# YOUR GOAL
Please count the rows below that contain the word "cliff", with uppercase and lowercase treated as different, and reply with that number alone.

------ EXTRACTED DATA

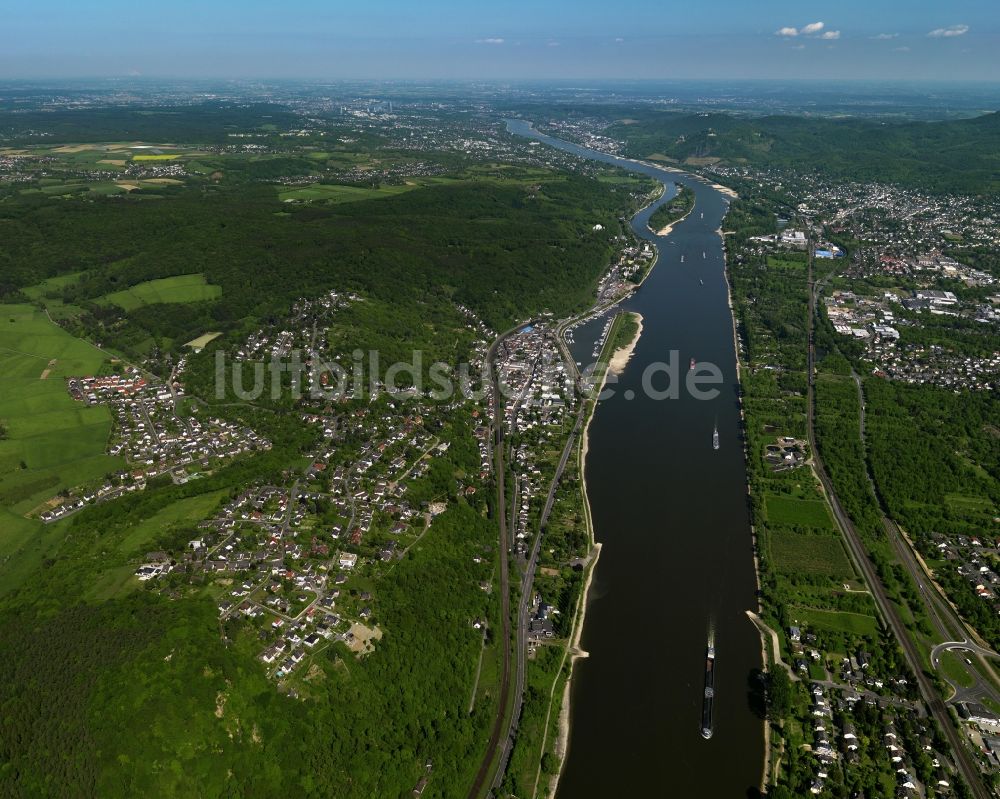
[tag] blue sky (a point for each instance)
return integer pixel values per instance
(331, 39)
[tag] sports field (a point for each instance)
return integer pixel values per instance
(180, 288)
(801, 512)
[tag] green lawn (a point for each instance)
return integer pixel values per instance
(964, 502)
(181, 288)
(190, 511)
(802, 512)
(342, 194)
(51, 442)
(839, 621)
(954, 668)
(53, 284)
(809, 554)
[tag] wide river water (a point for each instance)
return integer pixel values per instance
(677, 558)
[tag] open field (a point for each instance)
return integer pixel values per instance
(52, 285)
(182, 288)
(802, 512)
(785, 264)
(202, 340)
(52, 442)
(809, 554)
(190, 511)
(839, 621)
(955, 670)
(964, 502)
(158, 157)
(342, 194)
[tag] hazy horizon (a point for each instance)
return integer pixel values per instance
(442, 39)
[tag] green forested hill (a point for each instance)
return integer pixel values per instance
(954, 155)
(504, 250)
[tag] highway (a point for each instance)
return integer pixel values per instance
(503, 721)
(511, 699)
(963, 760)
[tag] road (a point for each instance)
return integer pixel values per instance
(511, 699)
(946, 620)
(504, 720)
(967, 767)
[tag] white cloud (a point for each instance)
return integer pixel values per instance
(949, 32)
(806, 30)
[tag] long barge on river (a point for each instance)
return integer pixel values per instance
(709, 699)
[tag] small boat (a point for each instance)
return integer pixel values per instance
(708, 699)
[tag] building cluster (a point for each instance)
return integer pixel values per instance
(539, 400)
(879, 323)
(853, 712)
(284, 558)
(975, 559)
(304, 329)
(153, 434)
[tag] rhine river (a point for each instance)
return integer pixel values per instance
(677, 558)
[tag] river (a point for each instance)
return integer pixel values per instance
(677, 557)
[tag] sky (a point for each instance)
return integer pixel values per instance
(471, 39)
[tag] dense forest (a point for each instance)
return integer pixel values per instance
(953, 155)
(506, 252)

------------
------ EXTRACTED DATA

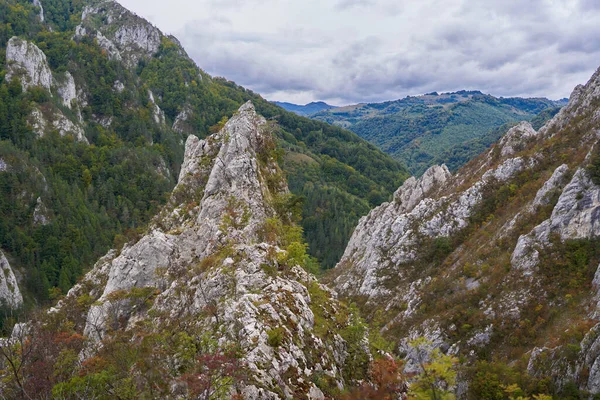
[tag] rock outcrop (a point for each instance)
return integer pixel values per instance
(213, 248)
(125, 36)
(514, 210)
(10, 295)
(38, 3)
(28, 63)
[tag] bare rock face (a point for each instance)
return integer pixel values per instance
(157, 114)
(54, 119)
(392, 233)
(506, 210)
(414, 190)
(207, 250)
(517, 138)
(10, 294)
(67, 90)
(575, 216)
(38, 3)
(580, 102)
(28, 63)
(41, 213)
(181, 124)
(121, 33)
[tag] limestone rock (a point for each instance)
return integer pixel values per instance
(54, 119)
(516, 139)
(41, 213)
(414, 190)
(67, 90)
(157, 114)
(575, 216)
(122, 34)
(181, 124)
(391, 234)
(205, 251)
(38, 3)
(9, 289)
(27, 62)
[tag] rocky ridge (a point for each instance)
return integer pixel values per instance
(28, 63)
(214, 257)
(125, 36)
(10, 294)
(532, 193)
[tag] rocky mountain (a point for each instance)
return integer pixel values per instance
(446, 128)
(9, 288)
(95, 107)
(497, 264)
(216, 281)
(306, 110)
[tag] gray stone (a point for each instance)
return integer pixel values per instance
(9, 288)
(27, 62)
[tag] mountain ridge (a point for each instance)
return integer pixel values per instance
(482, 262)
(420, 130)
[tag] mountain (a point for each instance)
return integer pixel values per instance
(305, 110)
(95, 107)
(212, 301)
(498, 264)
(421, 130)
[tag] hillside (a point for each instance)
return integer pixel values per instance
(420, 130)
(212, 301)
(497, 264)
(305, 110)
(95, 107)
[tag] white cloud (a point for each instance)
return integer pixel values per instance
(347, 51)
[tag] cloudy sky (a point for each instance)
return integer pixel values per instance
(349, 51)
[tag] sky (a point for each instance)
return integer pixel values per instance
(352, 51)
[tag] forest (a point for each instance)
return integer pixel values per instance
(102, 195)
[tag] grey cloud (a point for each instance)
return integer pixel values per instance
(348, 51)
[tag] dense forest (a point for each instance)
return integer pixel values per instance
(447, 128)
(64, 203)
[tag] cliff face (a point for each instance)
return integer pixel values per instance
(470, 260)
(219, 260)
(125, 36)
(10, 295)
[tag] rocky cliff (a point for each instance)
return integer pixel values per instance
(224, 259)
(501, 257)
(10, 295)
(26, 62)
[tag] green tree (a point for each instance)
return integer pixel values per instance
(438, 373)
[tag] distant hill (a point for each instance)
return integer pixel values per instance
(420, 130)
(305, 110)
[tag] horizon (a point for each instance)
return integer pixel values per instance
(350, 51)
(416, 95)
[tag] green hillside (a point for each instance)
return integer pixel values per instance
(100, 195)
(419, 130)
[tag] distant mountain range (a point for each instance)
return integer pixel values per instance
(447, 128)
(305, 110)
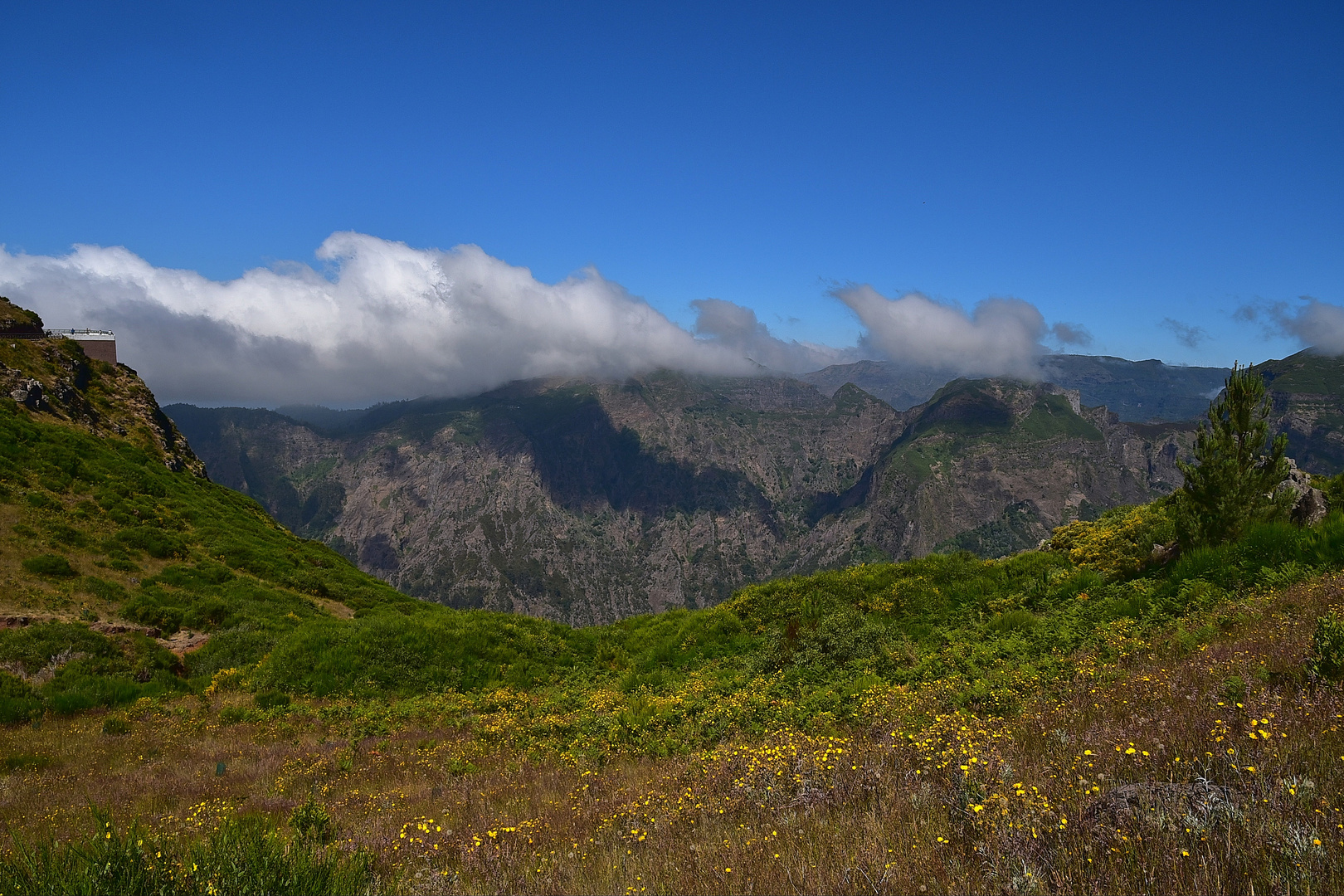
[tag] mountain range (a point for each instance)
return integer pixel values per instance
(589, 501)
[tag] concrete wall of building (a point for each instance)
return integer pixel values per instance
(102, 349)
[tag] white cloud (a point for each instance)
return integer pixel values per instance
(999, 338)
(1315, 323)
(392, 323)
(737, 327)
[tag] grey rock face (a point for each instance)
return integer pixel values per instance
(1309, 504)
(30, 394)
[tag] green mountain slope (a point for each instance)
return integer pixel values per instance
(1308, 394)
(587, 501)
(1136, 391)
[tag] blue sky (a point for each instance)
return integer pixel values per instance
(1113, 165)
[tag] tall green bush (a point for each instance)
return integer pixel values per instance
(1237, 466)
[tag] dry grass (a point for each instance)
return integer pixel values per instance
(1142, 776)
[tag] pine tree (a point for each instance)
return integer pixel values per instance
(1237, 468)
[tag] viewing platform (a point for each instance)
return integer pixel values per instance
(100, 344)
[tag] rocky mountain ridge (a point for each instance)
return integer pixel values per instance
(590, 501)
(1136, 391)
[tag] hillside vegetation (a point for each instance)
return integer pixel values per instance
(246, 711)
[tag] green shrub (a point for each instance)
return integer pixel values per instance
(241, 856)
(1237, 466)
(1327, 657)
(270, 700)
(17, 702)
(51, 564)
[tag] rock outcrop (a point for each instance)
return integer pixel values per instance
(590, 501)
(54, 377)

------------

# RESPONSE TO THIS TASK
2